→ WRITTEN INSTRUCTION:
Copy every line from the one containing "the dirt patch." through the last line of the records below, both included, and nothing else.

--- Begin EXTRACTED MATERIAL ---

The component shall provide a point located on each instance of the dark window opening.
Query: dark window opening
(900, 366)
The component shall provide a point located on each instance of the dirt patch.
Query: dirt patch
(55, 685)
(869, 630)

--- End EXTRACTED MATERIAL ---

→ CORRECT RESULT:
The component shall provide a point located on each instance of the dirt patch.
Query: dirt patch
(55, 685)
(869, 630)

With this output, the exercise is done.